### Supplied material

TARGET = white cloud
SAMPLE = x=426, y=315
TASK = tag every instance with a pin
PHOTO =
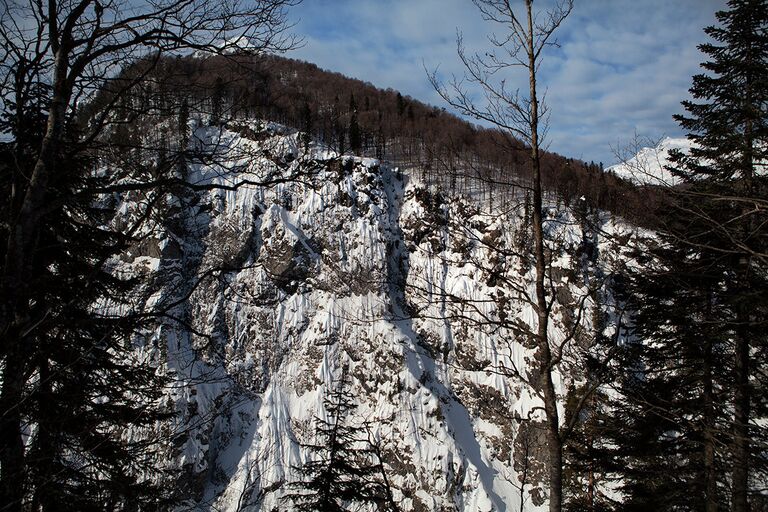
x=623, y=65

### Exercise goal
Can you rescale the records by writing out every line again, request text included, with each point coordinate in the answers multiplied by 2.05 and rounded to a whole number (halves round up)? Leave the pictures out, and keep the numbers in the requests and their format samples unchanged.

### Solution to this problem
TARGET = white cloud
SAMPLE = x=426, y=315
TASK = tag every instance with a pin
PHOTO =
x=1277, y=133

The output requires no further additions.